#### [WRITTEN TASK A]
Output the part of the Light Show for UNESCO text from "Since the 1960s, artists" up to and including "mighty and permanent.".
#### [WRITTEN TASK B]
According to the Light Show for UNESCO text, what are the dates of the exhibition?
#### [WRITTEN TASK C]
List every artist that the Light Show for UNESCO text names as part of the small slice of the local artist community in the table-top exhibition.

Light show for UNESCO
A special project for the Howard House Project Room
by Matthew Offenbacher
November 6, 2008 - January 3, 2009

Light Show for UNESCO illuminates the project room at Howard House with care and attention usually accorded important architectural landmarks (exemplified by UNESCO World Heritage Cultural Sites such as the Giza pyramid complex in Egypt). The grotto-like room at the far back of Howard Howard is a powerful manifestation of the fragility of the artist-dealer-collector complex, the opportunity and risk inherent in operating a small family business, and the delicate margins of marginal activities. Light Show tries to evoke wonder that such a place exists at all.

Since the 1960s, artists such as Marcel Broodthers, Michael Asher, and Andrea Fraser have turned the methods and systems of art institutions back on themselves to reveal hidden power structures. This important work of “institutional critique” has identified many of the fundamental contradictions and hypocrisies of sites which present and distribute art. Light Show asks: what if this dialectical practice was inverted? The opposite of critique is not sincerity (as many seem to think) but praise. This exhibition proposes UNESCO's rhetoric of securing unique and special places is a model that can be applied to the small and transitory just as well as to the mighty and permanent.

The artist-curated table-top exhibition which accompanies Light Show furthers this theme, focusing on the site of production. It applies the broad goals of the UNESCO mandate (1. to promote diversity, 2. to mobilize active forces, and 3. to fertilize) to a small slice of the local artist community: Gretchen Bennett, Claudia Fitch, Jenny Heishman, Heide Hinrichs, Jeffry Mitchell and Matthew Offenbacher.

December 2, 2008

THE BACK ROOM

Past the nice big galleries with high ceilings at Howard House is a crowded area with rows of plastic-wrapped paintings leaning on each other and a few unwrapped artworks sitting or hanging, attempting to exhibit themselves despite their surroundings.

Location identification entries
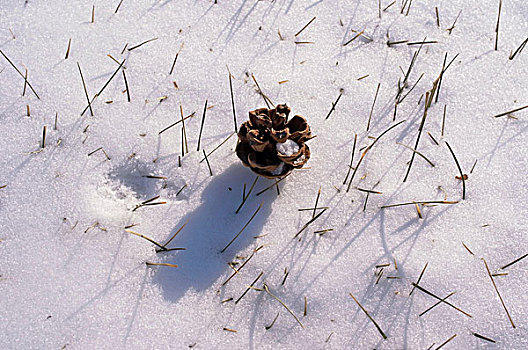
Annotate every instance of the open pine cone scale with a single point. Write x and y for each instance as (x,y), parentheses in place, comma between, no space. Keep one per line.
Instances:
(272,146)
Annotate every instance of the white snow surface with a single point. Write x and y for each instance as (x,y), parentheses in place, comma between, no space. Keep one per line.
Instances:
(73,278)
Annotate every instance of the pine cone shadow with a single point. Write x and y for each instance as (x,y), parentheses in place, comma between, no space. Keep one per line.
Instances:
(209,229)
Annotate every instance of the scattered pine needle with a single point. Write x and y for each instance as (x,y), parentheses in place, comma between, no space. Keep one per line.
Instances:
(368,315)
(437,297)
(243,228)
(497,290)
(141,44)
(447,341)
(418,202)
(266,289)
(483,337)
(161,264)
(509,112)
(507,265)
(459,169)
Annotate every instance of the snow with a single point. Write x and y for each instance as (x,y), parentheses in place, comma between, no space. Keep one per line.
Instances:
(288,148)
(73,277)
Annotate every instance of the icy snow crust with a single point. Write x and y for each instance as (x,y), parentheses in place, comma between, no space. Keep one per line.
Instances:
(72,277)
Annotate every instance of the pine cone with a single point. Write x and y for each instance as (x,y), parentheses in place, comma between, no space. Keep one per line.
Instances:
(271,145)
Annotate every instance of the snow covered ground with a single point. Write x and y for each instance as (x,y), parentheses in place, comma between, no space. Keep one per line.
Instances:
(73,276)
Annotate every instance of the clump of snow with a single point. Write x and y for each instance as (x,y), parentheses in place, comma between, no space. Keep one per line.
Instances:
(288,148)
(72,274)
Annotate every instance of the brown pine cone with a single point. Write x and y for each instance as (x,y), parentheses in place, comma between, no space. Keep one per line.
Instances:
(271,145)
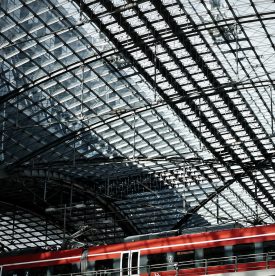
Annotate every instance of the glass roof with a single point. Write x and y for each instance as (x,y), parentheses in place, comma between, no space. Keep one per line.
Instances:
(165,108)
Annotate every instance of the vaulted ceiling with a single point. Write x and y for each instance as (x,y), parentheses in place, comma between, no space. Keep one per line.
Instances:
(126,117)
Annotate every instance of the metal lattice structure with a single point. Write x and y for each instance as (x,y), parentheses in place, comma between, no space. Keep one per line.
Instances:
(126,117)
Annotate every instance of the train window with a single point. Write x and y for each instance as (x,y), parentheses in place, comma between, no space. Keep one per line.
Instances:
(26,272)
(63,269)
(125,261)
(244,249)
(215,253)
(104,264)
(155,262)
(269,247)
(186,258)
(135,263)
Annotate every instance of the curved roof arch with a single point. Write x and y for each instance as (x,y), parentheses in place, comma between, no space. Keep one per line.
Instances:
(162,108)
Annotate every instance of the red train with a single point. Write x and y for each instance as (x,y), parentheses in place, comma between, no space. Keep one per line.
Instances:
(240,249)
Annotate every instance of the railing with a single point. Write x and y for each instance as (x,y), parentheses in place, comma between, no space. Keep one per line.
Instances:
(196,267)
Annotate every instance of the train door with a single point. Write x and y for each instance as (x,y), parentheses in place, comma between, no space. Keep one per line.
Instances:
(129,263)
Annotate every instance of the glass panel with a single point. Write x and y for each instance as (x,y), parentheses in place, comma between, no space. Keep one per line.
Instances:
(135,262)
(214,253)
(185,258)
(269,247)
(104,264)
(156,260)
(125,258)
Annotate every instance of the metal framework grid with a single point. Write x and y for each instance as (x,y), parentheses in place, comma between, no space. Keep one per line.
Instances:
(125,117)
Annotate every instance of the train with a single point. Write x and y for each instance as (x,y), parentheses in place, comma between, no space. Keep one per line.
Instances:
(218,252)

#### [TASK RESULT A]
Since the 1960s, artists such as Marcel Broodthers, Michael Asher, and Andrea Fraser have turned the methods and systems of art institutions back on themselves to reveal hidden power structures. This important work of “institutional critique” has identified many of the fundamental contradictions and hypocrisies of sites which present and distribute art. Light Show asks: what if this dialectical practice was inverted? The opposite of critique is not sincerity (as many seem to think) but praise. This exhibition proposes UNESCO's rhetoric of securing unique and special places is a model that can be applied to the small and transitory just as well as to the mighty and permanent.

#### [TASK RESULT B]
November 6, 2008 - January 3, 2009

#### [TASK RESULT C]
Gretchen Bennett, Claudia Fitch, Jenny Heishman, Heide Hinrichs, Jeffry Mitchell, Matthew Offenbacher